━━ Teks Bacaan ━━
Rasulullah dan para shahabatnya bukanlah figur-figur yang selalu bertudung nikmat duniawi. Bahkan seringkali tungku dapur beliau sendiri hanya berasap beberapa kali saja dalam seminggu, sebagaimana kesaksian Ummul Mu’minin ‘Aisyah Ra, yang mengatakan bahwa acapkali dalam tiga hari yang ada hanya air dan sedikit kurma. Kita dengar pula bahwa beliau tidak pernah kenyang selama dua hari berturut-turut.
Dan ketika wafat, beliau tidak meninggalkan apa pun kecuali hanya sebuah pedang, seekor keledai dan tanah yang sudah diwaqafkan pula. Tidur beliau pun hanya beralas kulit yang disamak. Acapkali tidur di atas tikar daun kurma hingga ketika bangun tampak guratan-guratan di tubuhnya.
Sering pula tidur malam dalam keadaan lapar, namun paginya tidak terhalang untuk berpuasa. Padahal jika saja beliau berkehendak untuk bernikmat-nikmat di dunia ini, semuanya akan terwujud. Itulah zuhud Rasulullah Saw, sehingga ‘Aisyah pernah mengatakan:
“Seringkali perut Rasulullah aku usap sedemikian rupa, tiada lain karena kulihat beliau tampak lapar. Ketika itu aku pun mengatakan:
“Diri ini rela menjadi tebusanmu wahai Rasulullah. Alangkah baiknya jikalau engkau mempunyai bekal yang cukup untuk makan kita sehari-hari. Namun beliau menjawab:
“Untuk apa aku bersusah payah mengurusi dunia. Bagaimana jika aku bersandingan dengan para Ulul ‘Azmi dan para Rasul yang lain di akhirat nanti?. Mereka telah berlaku begitu sabar dalam menghadapi kesulitan perjuangan melebihi apa yang aku alami. Terbukti mereka bisa lolos dan menghadap Allah dengan membawa kemuliaan yang besar. Aku akan malu jika saja bahagianku di akhirat nanti lebih sedikit dari pada mereka. Padahal harapan terbesar yang selama ini menjadi cita-citaku adalah bisa berdiri sama tinggi dan duduk pun sama rendah dengan mereka itu.”
━━━
━━ Daftar yang Ditampilkan ━━
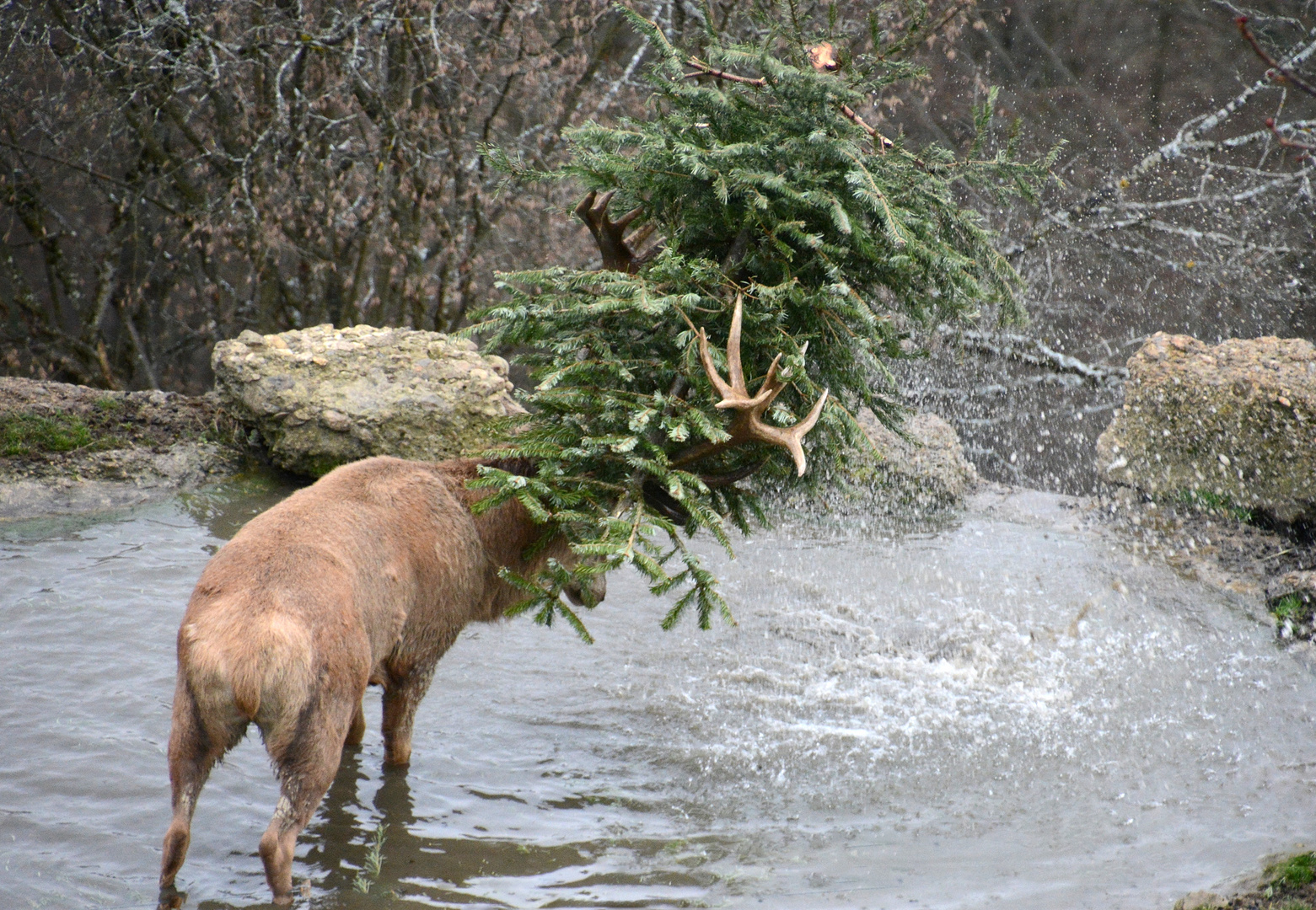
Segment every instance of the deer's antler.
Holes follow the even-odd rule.
[[[776,376],[776,368],[782,362],[782,355],[776,355],[772,360],[772,366],[767,368],[767,376],[763,379],[763,384],[758,387],[758,392],[755,395],[750,396],[749,389],[745,385],[745,371],[741,367],[740,356],[742,317],[742,299],[737,295],[736,312],[732,314],[732,331],[726,337],[726,372],[730,381],[722,380],[721,375],[717,372],[717,367],[713,364],[713,358],[708,352],[708,334],[703,329],[699,330],[699,359],[704,364],[704,372],[708,373],[708,380],[722,397],[715,408],[730,409],[736,412],[736,418],[728,429],[730,439],[695,446],[690,451],[679,455],[672,464],[678,467],[682,464],[690,464],[691,462],[696,462],[701,458],[713,455],[715,452],[720,452],[746,442],[766,442],[772,446],[780,446],[791,452],[791,458],[795,459],[795,472],[796,475],[803,476],[807,464],[804,460],[804,447],[801,446],[801,441],[804,439],[804,435],[813,429],[813,425],[819,422],[819,416],[822,413],[822,406],[826,404],[828,391],[822,391],[822,396],[813,404],[813,409],[809,410],[808,416],[795,426],[772,426],[770,423],[765,423],[763,414],[767,413],[772,401],[782,393],[782,389],[786,388],[786,383]]]
[[[612,221],[608,217],[608,203],[612,201],[615,192],[617,191],[609,189],[603,196],[599,196],[599,193],[591,189],[580,200],[580,204],[576,205],[575,213],[586,224],[586,228],[590,229],[590,233],[594,234],[594,239],[599,245],[599,252],[603,254],[603,267],[634,275],[640,271],[641,263],[636,259],[630,247],[626,246],[625,233],[630,222],[644,214],[644,209],[630,209],[616,221]],[[638,234],[640,231],[636,233]],[[645,235],[647,237],[647,231]]]

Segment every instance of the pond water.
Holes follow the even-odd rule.
[[[0,531],[5,907],[154,906],[178,622],[284,493]],[[367,696],[299,842],[299,903],[1150,909],[1311,839],[1307,654],[1067,505],[984,493],[917,533],[744,540],[712,554],[734,627],[662,633],[619,573],[594,646],[467,630],[407,773],[382,772]],[[275,798],[249,736],[201,797],[187,906],[267,901]]]

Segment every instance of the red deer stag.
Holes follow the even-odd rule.
[[[604,264],[633,271],[621,239],[636,214],[612,222],[611,193],[591,193],[578,214],[599,238]],[[622,255],[624,252],[624,255]],[[746,442],[787,448],[804,473],[800,441],[819,419],[826,392],[794,427],[763,423],[786,388],[772,362],[754,396],[740,358],[741,301],[726,342],[730,381],[717,373],[708,338],[699,351],[721,395],[737,412],[730,438],[678,456],[687,464]],[[471,491],[482,462],[438,464],[371,458],[329,472],[253,518],[201,572],[178,633],[178,684],[168,743],[174,818],[164,834],[162,903],[187,856],[196,800],[211,769],[254,722],[280,782],[279,803],[261,838],[265,876],[275,903],[292,902],[292,856],[338,771],[345,744],[366,730],[362,696],[384,690],[384,761],[411,760],[412,723],[434,665],[468,622],[491,622],[522,594],[499,579],[509,567],[534,575],[576,558],[562,535],[546,547],[544,529],[516,500],[480,515]],[[516,472],[526,463],[484,462]],[[740,476],[744,476],[741,473]],[[708,477],[730,483],[736,477]],[[679,504],[655,502],[659,509]],[[526,556],[533,552],[533,556]],[[575,602],[601,601],[603,577]]]
[[[524,597],[499,568],[533,575],[549,558],[574,562],[562,537],[525,556],[544,527],[515,500],[471,514],[484,494],[466,488],[478,464],[346,464],[253,518],[207,564],[178,633],[162,889],[183,865],[211,768],[255,722],[280,781],[261,859],[275,903],[290,903],[297,834],[343,746],[365,734],[366,686],[384,689],[384,761],[408,764],[434,664],[466,623],[497,619]],[[603,600],[603,585],[590,593]]]

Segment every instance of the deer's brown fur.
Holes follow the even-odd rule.
[[[526,559],[544,529],[516,501],[471,514],[476,464],[343,466],[253,518],[201,572],[178,633],[162,889],[183,865],[211,768],[254,722],[282,785],[261,859],[275,902],[291,902],[297,834],[343,744],[361,742],[366,686],[384,689],[384,760],[407,764],[434,664],[467,622],[521,597],[499,568],[571,562],[561,537]]]

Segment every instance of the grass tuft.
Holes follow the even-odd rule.
[[[355,888],[362,894],[368,894],[371,886],[379,881],[379,873],[384,868],[384,832],[388,831],[388,826],[383,822],[375,828],[375,838],[370,843],[370,850],[366,851],[365,868],[357,873],[355,881],[351,886]]]
[[[1228,496],[1212,493],[1209,489],[1182,489],[1178,498],[1179,502],[1198,512],[1215,512],[1248,525],[1253,519],[1252,509],[1245,509]]]
[[[1316,855],[1299,853],[1282,863],[1266,867],[1266,880],[1271,888],[1302,888],[1316,881]]]
[[[92,443],[91,430],[76,417],[0,414],[0,455],[71,452]]]

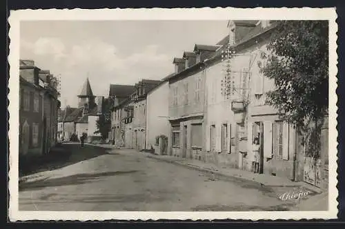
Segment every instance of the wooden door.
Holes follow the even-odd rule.
[[[184,147],[182,149],[182,157],[186,158],[187,155],[187,126],[184,126]]]

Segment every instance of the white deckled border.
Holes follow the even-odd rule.
[[[8,61],[10,65],[10,209],[11,221],[106,219],[334,219],[337,214],[337,14],[335,8],[190,8],[21,10],[10,11]],[[26,20],[229,20],[290,19],[329,21],[329,201],[328,211],[312,212],[53,212],[18,209],[18,126],[19,79],[19,26]]]

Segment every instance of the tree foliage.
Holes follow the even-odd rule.
[[[104,114],[99,115],[98,120],[96,122],[97,130],[95,132],[95,134],[100,133],[102,139],[106,139],[108,134],[110,130],[111,122],[109,119],[106,119]]]
[[[328,21],[279,21],[267,48],[262,72],[276,85],[268,103],[302,129],[308,121],[324,117],[328,106]]]

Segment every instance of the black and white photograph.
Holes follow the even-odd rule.
[[[11,12],[10,219],[336,217],[335,10],[243,12]]]

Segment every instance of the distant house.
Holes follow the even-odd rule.
[[[77,97],[78,108],[66,107],[60,112],[58,123],[59,139],[78,140],[83,133],[87,134],[89,142],[99,139],[101,135],[95,132],[97,130],[96,123],[98,117],[103,112],[104,98],[93,94],[88,78]],[[76,139],[72,139],[72,136]]]
[[[193,52],[175,58],[175,74],[168,77],[168,154],[205,160],[205,66],[220,46],[196,44]],[[194,53],[194,54],[193,54]]]
[[[133,148],[138,150],[146,148],[147,94],[161,83],[157,80],[143,79],[135,84],[135,90],[130,98],[134,109]]]
[[[132,111],[130,114],[130,109],[127,107],[130,102],[130,95],[133,92],[134,86],[131,85],[110,84],[109,88],[109,98],[113,101],[111,108],[110,119],[111,130],[109,133],[109,139],[113,144],[124,146],[126,143],[127,148],[130,142],[132,146],[132,135],[126,135],[125,129],[131,128],[128,126],[132,123]],[[126,128],[125,128],[125,126]],[[125,136],[126,140],[125,140]]]
[[[192,54],[192,56],[193,54]],[[146,142],[147,150],[155,150],[155,153],[168,153],[168,136],[169,135],[169,82],[164,78],[161,82],[147,94],[146,99]],[[166,137],[164,138],[164,137]]]
[[[32,60],[19,61],[19,155],[41,155],[57,143],[57,82]]]

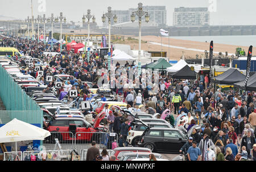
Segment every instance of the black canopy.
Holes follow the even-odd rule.
[[[237,69],[230,68],[226,71],[214,78],[215,81],[220,84],[233,84],[245,79],[245,75]]]
[[[256,91],[256,73],[248,78],[246,88],[245,87],[245,80],[243,80],[236,83],[234,84],[234,86],[246,91]]]
[[[185,66],[183,68],[171,75],[175,79],[196,79],[196,72],[192,71],[188,65]]]

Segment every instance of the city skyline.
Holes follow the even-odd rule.
[[[209,7],[211,5],[208,0],[197,0],[191,2],[189,0],[176,1],[163,0],[156,2],[152,0],[131,0],[125,1],[98,1],[97,3],[88,3],[81,1],[64,2],[55,0],[33,1],[34,15],[46,14],[49,16],[53,13],[55,16],[59,15],[60,12],[67,18],[67,21],[80,22],[81,23],[84,14],[86,14],[87,9],[90,9],[92,14],[95,15],[98,25],[102,26],[101,16],[107,11],[108,7],[112,7],[112,10],[127,10],[129,8],[138,7],[138,3],[142,2],[144,6],[165,6],[167,11],[167,25],[173,25],[173,12],[175,8],[184,7]],[[216,0],[216,12],[210,12],[210,25],[253,25],[256,21],[253,16],[256,15],[254,10],[254,5],[256,2],[249,0],[243,1],[243,5],[246,8],[241,8],[239,5],[241,1],[238,0]],[[56,7],[60,6],[61,8]],[[5,5],[0,6],[0,16],[15,18],[17,19],[24,20],[27,16],[31,16],[31,0],[10,0],[5,2]],[[11,13],[10,9],[12,8]],[[20,12],[22,11],[22,12]],[[237,13],[241,15],[237,15]],[[18,17],[17,17],[18,16]],[[224,16],[224,17],[223,17]],[[235,17],[234,17],[235,16]]]

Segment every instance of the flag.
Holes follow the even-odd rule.
[[[160,33],[161,33],[162,36],[169,36],[169,32],[166,31],[163,29],[160,29]]]
[[[209,54],[209,61],[210,61],[210,74],[209,75],[209,82],[210,82],[210,74],[211,74],[211,68],[212,66],[212,56],[213,53],[213,41],[210,41],[210,54]],[[214,76],[214,74],[213,74]]]
[[[248,78],[250,76],[250,70],[251,68],[251,59],[252,54],[253,54],[253,46],[251,45],[250,46],[250,48],[248,50],[248,55],[247,56],[246,78],[245,78],[245,89],[246,89],[247,82],[248,81]]]

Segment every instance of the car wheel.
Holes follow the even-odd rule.
[[[154,150],[155,150],[155,148],[154,147],[154,145],[150,143],[145,143],[144,144],[143,147],[150,149],[151,150],[151,152],[153,152]]]
[[[141,137],[136,137],[133,139],[131,141],[131,145],[134,147],[138,147],[138,143],[141,140]]]

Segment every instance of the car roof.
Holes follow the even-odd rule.
[[[174,128],[161,128],[161,127],[152,127],[150,128],[150,130],[168,130],[168,131],[179,131],[180,130]]]
[[[130,156],[130,155],[136,155],[137,154],[146,154],[146,155],[149,155],[150,154],[153,153],[154,155],[156,155],[156,156],[161,156],[161,154],[160,153],[152,153],[152,152],[127,152],[127,153],[125,153],[123,154],[123,156]]]
[[[118,147],[113,149],[114,151],[118,150],[150,150],[150,149],[146,148],[140,147]],[[151,152],[151,151],[150,151]]]
[[[55,115],[56,118],[83,118],[84,116],[75,114],[60,114]]]
[[[61,109],[69,109],[70,108],[69,107],[66,107],[66,106],[44,106],[45,109],[56,109],[57,107],[60,107],[60,108]]]
[[[135,159],[133,159],[131,160],[131,161],[149,161],[149,158],[135,158]],[[170,161],[169,160],[167,159],[163,159],[163,158],[156,158],[157,161]]]
[[[57,118],[55,120],[69,120],[69,119],[72,119],[72,120],[81,120],[83,119],[82,121],[84,121],[84,118],[72,118],[72,117],[61,117],[61,118]]]
[[[158,118],[143,118],[142,121],[166,121],[164,119],[158,119]]]
[[[137,115],[141,115],[141,116],[152,116],[153,117],[152,115],[150,114],[135,114]]]
[[[146,123],[147,124],[150,124],[150,125],[160,125],[160,126],[169,126],[168,124],[166,123],[159,123],[159,122],[144,122],[145,123]],[[143,125],[143,124],[142,123],[138,123],[138,124],[142,124]]]
[[[101,101],[98,102],[99,103],[104,104],[114,104],[114,105],[117,105],[117,106],[118,105],[126,105],[127,104],[123,102],[122,101]]]
[[[39,106],[61,106],[61,103],[57,103],[57,102],[49,102],[49,103],[40,103],[38,105]]]

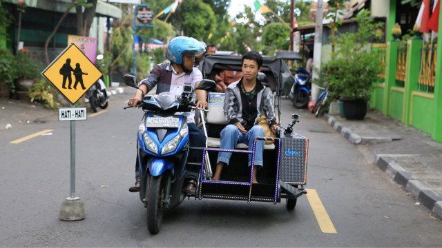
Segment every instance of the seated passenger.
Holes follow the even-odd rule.
[[[269,87],[264,86],[256,76],[262,65],[262,57],[256,51],[246,52],[242,56],[242,74],[240,81],[233,83],[226,90],[224,101],[224,113],[229,125],[221,132],[220,149],[233,149],[238,143],[249,145],[253,149],[253,140],[265,136],[264,129],[258,125],[258,121],[263,112],[271,132],[279,128],[276,123],[274,96]],[[258,183],[256,170],[262,166],[264,141],[256,143],[253,183]],[[224,165],[229,164],[231,152],[220,152],[216,169],[212,180],[218,180]],[[251,165],[251,154],[249,155],[249,166]]]

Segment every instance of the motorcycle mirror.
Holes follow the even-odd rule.
[[[125,74],[123,76],[123,79],[126,85],[138,89],[138,86],[137,85],[137,76],[132,74]]]
[[[212,91],[215,90],[216,87],[216,83],[214,81],[210,79],[202,79],[198,87],[195,87],[195,90],[207,90]]]

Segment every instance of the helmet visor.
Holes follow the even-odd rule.
[[[204,50],[197,50],[197,51],[184,51],[182,52],[182,55],[186,57],[195,57],[199,55],[202,54],[205,51]]]

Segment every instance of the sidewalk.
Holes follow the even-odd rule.
[[[126,88],[108,87],[108,94],[111,96],[110,101],[112,101],[113,96],[115,94],[124,94]],[[84,105],[90,107],[88,103]],[[0,98],[0,131],[56,121],[57,115],[57,110],[45,108],[39,103]]]
[[[365,145],[381,169],[442,218],[442,143],[376,111],[363,121],[325,118],[349,142]]]

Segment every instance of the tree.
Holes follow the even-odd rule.
[[[172,23],[186,36],[204,40],[215,31],[216,18],[211,6],[202,0],[183,1],[172,17]]]
[[[264,28],[262,41],[271,50],[287,50],[289,47],[290,32],[289,24],[275,22]]]
[[[140,37],[143,39],[155,38],[167,42],[176,35],[176,32],[172,24],[168,23],[158,19],[153,21],[153,28],[144,28],[140,32]]]
[[[72,0],[77,14],[77,34],[88,36],[95,16],[97,0]]]

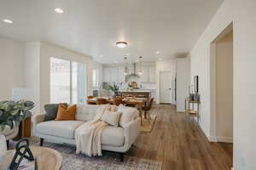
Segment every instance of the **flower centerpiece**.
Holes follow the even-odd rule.
[[[33,107],[32,101],[0,102],[0,161],[6,152],[5,136],[10,135],[9,131],[18,128],[21,121],[32,116]]]

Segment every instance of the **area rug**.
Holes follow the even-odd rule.
[[[160,162],[128,156],[125,156],[124,162],[120,162],[119,154],[107,151],[103,152],[102,156],[96,157],[76,155],[73,145],[44,142],[44,146],[61,154],[62,170],[160,170],[162,166]]]
[[[152,115],[150,116],[151,116],[151,120],[149,122],[147,119],[144,118],[144,116],[143,116],[143,125],[141,126],[141,132],[151,133],[156,119],[156,115]]]

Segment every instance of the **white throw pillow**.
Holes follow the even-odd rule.
[[[123,105],[120,105],[118,109],[119,112],[122,112],[119,125],[120,127],[124,128],[125,124],[130,122],[137,116],[137,109],[125,107]]]
[[[102,116],[101,121],[103,121],[112,126],[119,127],[119,122],[121,115],[122,113],[119,111],[107,110]]]

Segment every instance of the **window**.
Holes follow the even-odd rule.
[[[50,58],[50,102],[82,104],[86,96],[86,65]]]
[[[99,86],[99,71],[97,69],[92,70],[92,86]]]

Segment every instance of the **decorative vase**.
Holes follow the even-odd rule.
[[[3,134],[0,134],[0,162],[7,152],[6,139]]]

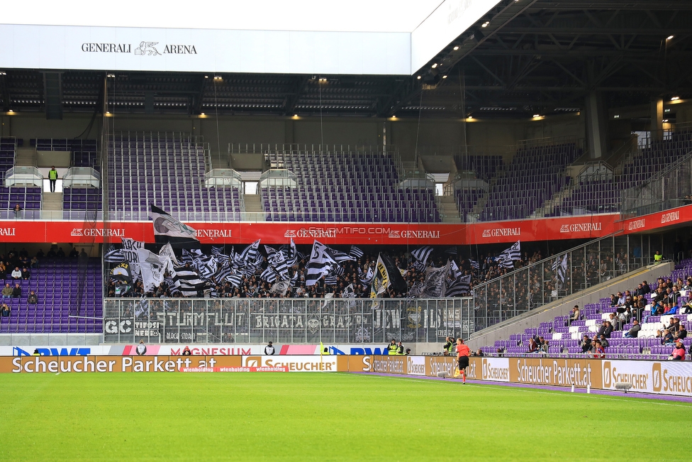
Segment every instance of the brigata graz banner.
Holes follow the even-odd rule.
[[[473,332],[471,299],[106,299],[106,343],[443,342]]]
[[[189,222],[205,244],[439,245],[460,246],[555,239],[595,238],[623,229],[618,214],[560,216],[470,224],[442,223],[207,223]],[[83,221],[0,221],[5,242],[108,242],[122,238],[154,242],[152,223],[108,222],[85,227]]]

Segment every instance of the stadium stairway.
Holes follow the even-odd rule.
[[[616,293],[623,287],[636,287],[642,280],[655,281],[661,275],[671,273],[674,268],[672,261],[666,261],[613,277],[586,290],[575,292],[536,309],[474,332],[467,343],[471,350],[492,345],[496,341],[509,339],[510,335],[523,332],[526,329],[535,328],[542,322],[552,322],[556,317],[567,316],[575,304],[581,309],[586,304],[600,303],[601,298],[610,297],[610,294]]]

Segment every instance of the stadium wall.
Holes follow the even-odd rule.
[[[672,261],[667,261],[659,265],[651,265],[637,272],[611,279],[590,287],[588,292],[586,293],[584,291],[576,292],[544,305],[538,309],[528,312],[505,322],[475,332],[467,343],[471,350],[486,345],[493,345],[496,340],[509,339],[509,336],[513,334],[523,332],[525,329],[536,327],[542,322],[552,321],[557,316],[567,315],[575,304],[578,304],[579,308],[582,309],[586,304],[598,303],[601,299],[608,297],[610,294],[636,287],[637,285],[642,280],[655,281],[662,275],[670,274],[674,268],[675,265]],[[549,341],[549,339],[548,340]]]
[[[46,120],[44,114],[0,115],[0,136],[28,141],[37,138],[99,138],[100,121],[85,133],[90,114],[65,114],[62,120]],[[218,125],[217,125],[218,123]],[[395,145],[402,158],[414,158],[423,145],[461,146],[476,153],[507,151],[521,140],[546,137],[582,138],[584,118],[576,113],[542,120],[482,120],[467,123],[460,119],[412,118],[396,120],[327,116],[278,117],[130,114],[112,117],[115,131],[184,132],[202,136],[214,157],[225,156],[229,143],[299,143],[328,145]],[[386,130],[385,130],[386,128]],[[464,131],[466,133],[464,133]],[[464,142],[466,140],[466,142]],[[512,151],[508,151],[511,155]],[[508,159],[506,159],[508,160]]]
[[[0,357],[0,373],[352,372],[412,377],[452,376],[456,358],[444,356],[203,356]],[[692,396],[692,363],[584,358],[470,358],[467,378],[517,383]]]

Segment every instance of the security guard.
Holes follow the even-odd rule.
[[[389,346],[387,346],[387,354],[396,355],[398,348],[398,347],[396,346],[396,341],[392,339],[391,342],[389,343]]]

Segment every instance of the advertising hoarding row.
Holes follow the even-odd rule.
[[[284,355],[200,356],[3,356],[0,373],[355,372],[452,377],[450,356]],[[492,383],[616,390],[692,397],[692,363],[545,358],[471,358],[467,378]]]
[[[691,209],[692,211],[692,209]],[[596,238],[622,229],[619,214],[589,216],[560,216],[532,220],[482,222],[468,224],[442,223],[208,223],[191,222],[203,244],[265,243],[440,245],[461,246],[555,239]],[[81,221],[0,221],[0,236],[6,242],[65,242],[120,243],[122,238],[154,242],[150,221],[94,224],[85,228]]]

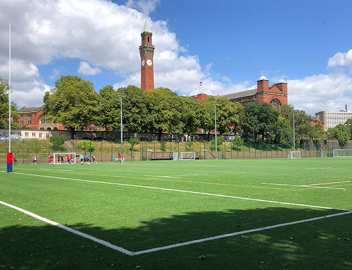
━━━
> _Tujuan Latihan_:
1. Menurut teks bacaan, apa saja yang ditinggalkan Rasulullah ketika wafat?
2. Salinlah bagian teks bacaan yang diawali "Dan ketika wafat, beliau" dan berlanjut hingga "guratan-guratan di tubuhnya.".

> _Jawaban Tiap Tugas_:
1. Sebuah pedang, seekor keledai, dan tanah yang sudah diwaqafkan.

2.
Dan ketika wafat, beliau tidak meninggalkan apa pun kecuali hanya sebuah pedang, seekor keledai dan tanah yang sudah diwaqafkan pula. Tidur beliau pun hanya beralas kulit yang disamak. Acapkali tidur di atas tikar daun kurma hingga ketika bangun tampak guratan-guratan di tubuhnya.